Point labeling dataset items:
****************************************

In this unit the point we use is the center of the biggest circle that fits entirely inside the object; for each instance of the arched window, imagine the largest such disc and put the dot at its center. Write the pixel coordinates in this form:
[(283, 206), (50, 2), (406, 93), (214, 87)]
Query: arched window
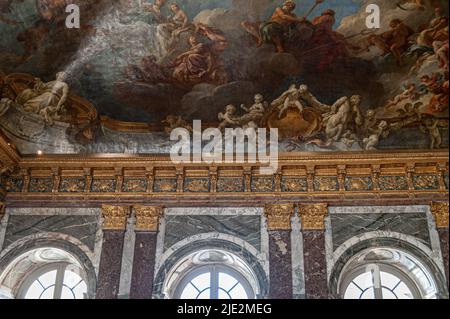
[(211, 274), (385, 273), (45, 273), (55, 281)]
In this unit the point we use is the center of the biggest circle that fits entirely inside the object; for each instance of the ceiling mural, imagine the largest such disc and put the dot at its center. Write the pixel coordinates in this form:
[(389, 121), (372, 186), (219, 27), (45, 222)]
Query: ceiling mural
[(135, 69)]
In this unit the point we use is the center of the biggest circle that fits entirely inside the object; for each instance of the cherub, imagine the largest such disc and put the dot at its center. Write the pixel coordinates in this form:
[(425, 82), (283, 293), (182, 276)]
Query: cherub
[(172, 122), (431, 126), (290, 98), (373, 140), (228, 118), (256, 112)]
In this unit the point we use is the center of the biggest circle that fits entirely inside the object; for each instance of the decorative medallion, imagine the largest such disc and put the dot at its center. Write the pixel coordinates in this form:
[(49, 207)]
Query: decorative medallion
[(115, 217), (72, 185), (294, 185), (426, 182), (13, 184), (164, 185), (279, 216), (147, 218), (313, 216), (353, 184), (263, 184), (393, 183), (326, 184), (41, 185), (134, 185), (230, 185), (196, 185), (103, 185), (440, 212)]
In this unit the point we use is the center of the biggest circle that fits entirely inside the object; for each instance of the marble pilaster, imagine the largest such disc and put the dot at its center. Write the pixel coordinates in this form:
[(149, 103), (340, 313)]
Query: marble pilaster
[(280, 253), (440, 212), (142, 278), (314, 253), (114, 224)]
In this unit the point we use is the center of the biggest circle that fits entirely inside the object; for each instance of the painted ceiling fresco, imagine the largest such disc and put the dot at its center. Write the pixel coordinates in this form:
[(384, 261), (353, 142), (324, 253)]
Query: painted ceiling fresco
[(135, 69)]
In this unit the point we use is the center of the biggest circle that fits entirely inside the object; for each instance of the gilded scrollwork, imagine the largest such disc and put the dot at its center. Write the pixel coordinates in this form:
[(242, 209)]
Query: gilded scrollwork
[(326, 184), (147, 218), (196, 185), (262, 184), (279, 216), (313, 216), (440, 212), (115, 217)]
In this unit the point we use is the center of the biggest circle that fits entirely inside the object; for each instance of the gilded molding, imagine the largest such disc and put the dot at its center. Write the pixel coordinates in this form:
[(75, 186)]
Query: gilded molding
[(440, 212), (115, 217), (279, 216), (313, 216), (147, 218)]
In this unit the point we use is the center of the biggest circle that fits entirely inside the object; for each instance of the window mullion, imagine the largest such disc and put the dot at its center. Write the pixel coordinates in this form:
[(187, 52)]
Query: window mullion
[(377, 283), (214, 283), (59, 281)]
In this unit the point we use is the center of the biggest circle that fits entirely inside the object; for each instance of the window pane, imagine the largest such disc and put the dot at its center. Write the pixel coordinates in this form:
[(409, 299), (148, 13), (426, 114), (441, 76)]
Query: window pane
[(223, 295), (189, 292), (203, 281), (80, 290), (238, 292), (48, 294), (353, 292), (34, 291), (66, 293), (226, 282), (206, 294), (364, 281), (368, 294), (48, 278)]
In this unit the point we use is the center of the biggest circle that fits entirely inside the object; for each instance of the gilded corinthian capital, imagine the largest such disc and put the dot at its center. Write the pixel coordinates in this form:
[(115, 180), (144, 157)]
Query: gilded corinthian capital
[(313, 216), (279, 216), (440, 213), (147, 218), (115, 217)]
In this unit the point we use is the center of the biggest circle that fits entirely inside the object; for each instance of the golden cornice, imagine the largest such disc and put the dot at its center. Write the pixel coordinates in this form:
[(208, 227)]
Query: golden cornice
[(279, 216), (147, 218), (313, 216), (440, 211), (115, 217)]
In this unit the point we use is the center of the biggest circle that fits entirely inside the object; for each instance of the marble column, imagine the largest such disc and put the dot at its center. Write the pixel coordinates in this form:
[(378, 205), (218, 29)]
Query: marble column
[(114, 225), (147, 222), (315, 264), (280, 255), (440, 212)]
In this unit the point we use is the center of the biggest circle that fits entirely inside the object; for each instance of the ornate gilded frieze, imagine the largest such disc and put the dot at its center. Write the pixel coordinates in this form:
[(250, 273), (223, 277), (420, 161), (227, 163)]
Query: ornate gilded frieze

****************************************

Rewrite every line of the items above as a numbered list, skipping any blank lines. Leave the pictures out.

1. In this unit the point we use is the center of the biggest circle that fits entirely inside the object; for each instance of the arched window, imagine the largest such disc and put the dot at its center. Write the pixel coordinates in this form:
2. [(283, 206), (50, 2), (406, 93), (214, 87)]
3. Query: arched window
4. [(211, 274), (385, 273), (45, 273), (55, 281)]
5. In this unit the point we use is the center of the biggest circle that fits entirely inside the object; for each instance of the ceiling mural, imagine the largest such disc and put the dot at its center. Write the pixel coordinates in this form:
6. [(389, 121), (372, 186), (219, 27), (45, 222)]
7. Query: ceiling mural
8. [(135, 69)]
9. In this unit the point we use is the center of the biggest circle that fits entirely inside the object; for each instance of the cherub, imagine the largest such disc and put the dot at its center. Write the pixel coordinates in this form:
10. [(425, 82), (283, 293), (182, 276)]
11. Query: cherub
12. [(172, 122), (431, 126), (290, 98), (373, 140), (228, 118), (256, 112)]
13. In this unit the point we use is the center of the biggest circle that fits entirely inside the object; for each instance of the decorative medallion, imagine the largest such disc and put the dot at its center. Write the pixel coordinates in this form:
14. [(49, 207)]
15. Query: decorative medallion
16. [(115, 217), (72, 185), (294, 185), (426, 182), (13, 184), (164, 185), (279, 216), (147, 218), (313, 216), (353, 184), (263, 184), (393, 183), (326, 184), (41, 185), (134, 185), (230, 185), (196, 185), (103, 185), (440, 212)]
17. In this unit the point we use is the center of the biggest circle that fits entirely inside the object; for each instance of the marble pilaster, imagine the largest such disc and put the dot at its center. Write the pixel coordinates in this form:
18. [(149, 103), (340, 313)]
19. Query: marble pilaster
20. [(280, 253), (440, 212), (142, 278), (314, 253), (114, 224)]
21. In this unit the point we use is the center of the biggest circle that fits entirely inside the object; for each instance of the painted ceiling fresco, imagine the largest such disc and put the dot at its center. Write the pixel coordinates in this form:
22. [(384, 261), (353, 142), (324, 253)]
23. Query: painted ceiling fresco
24. [(135, 69)]
25. In this unit the point we use is the center of the biggest circle that fits entirely inside the object; for each instance of the gilded scrollwork, imagine the largest such disc and put the dot at its center. Write the pixel coordinates in this form:
26. [(242, 209)]
27. Query: gilded scrollwork
28. [(326, 184), (147, 218), (196, 185), (262, 184), (279, 216), (313, 216), (440, 212), (115, 217)]
29. In this unit the point we use is the center of the biggest circle that fits entirely inside the object; for each instance of the gilded molding, imagine the largest such disc and put the dot at its center. Write the pixel coordinates in this form:
30. [(75, 186)]
31. Query: gilded molding
32. [(440, 212), (115, 217), (279, 216), (313, 216), (147, 218)]
33. In this unit the point we use is the center of the biggest circle that fits entirely inside the object; for each instance of the window mullion, imagine the largest such disc and put the dot at its center. Write the pixel coordinates in this form:
34. [(187, 52)]
35. Query: window mullion
36. [(377, 283), (214, 283), (59, 281)]
37. In this unit the point we use is the center of the biggest circle that fits entirely inside the object; for each instance of the window pane, imagine the largest such disc and put the dot at its center. Write the pixel coordinates in this form:
38. [(409, 299), (148, 13), (426, 114), (441, 76)]
39. Query: window pane
40. [(223, 295), (189, 292), (203, 281), (80, 290), (238, 292), (48, 294), (353, 292), (34, 291), (66, 293), (226, 282), (206, 294), (364, 281), (368, 294), (48, 278)]
41. In this unit the point we use is the center of the biggest circle that fits entirely inside the object; for each instance of the gilded corinthian capital, imagine the largest such disc and put the dot at its center. Write the pixel coordinates in this form:
42. [(115, 180), (144, 157)]
43. Query: gilded corinthian capital
44. [(313, 216), (279, 216), (440, 213), (147, 218), (115, 217)]
45. In this unit the point we use is the center of the biggest circle that fits entirely inside the object; for each instance of the golden cornice, imagine the largest such disc and put the dot at its center. Write the pixel coordinates in this form:
46. [(208, 227)]
47. Query: golden cornice
48. [(279, 216), (147, 218), (313, 216), (440, 211), (115, 217)]
49. In this unit the point we use is the center of the biggest circle that fits entirely inside the object; for each instance of the marble column, imagine the largest such disc and put the dot at its center. Write the pixel coordinates in this form:
50. [(378, 205), (218, 29)]
51. Query: marble column
52. [(114, 225), (147, 222), (315, 264), (280, 255), (440, 212)]
53. In this unit the point we use is the center of the biggest circle that fits entirely inside the object; for each instance of the ornate gilded frieze, imagine the largest such disc and put the dot at its center. Write the pixel coordinates in this form:
54. [(250, 273), (223, 277), (420, 161), (227, 163)]
55. Query: ornate gilded frieze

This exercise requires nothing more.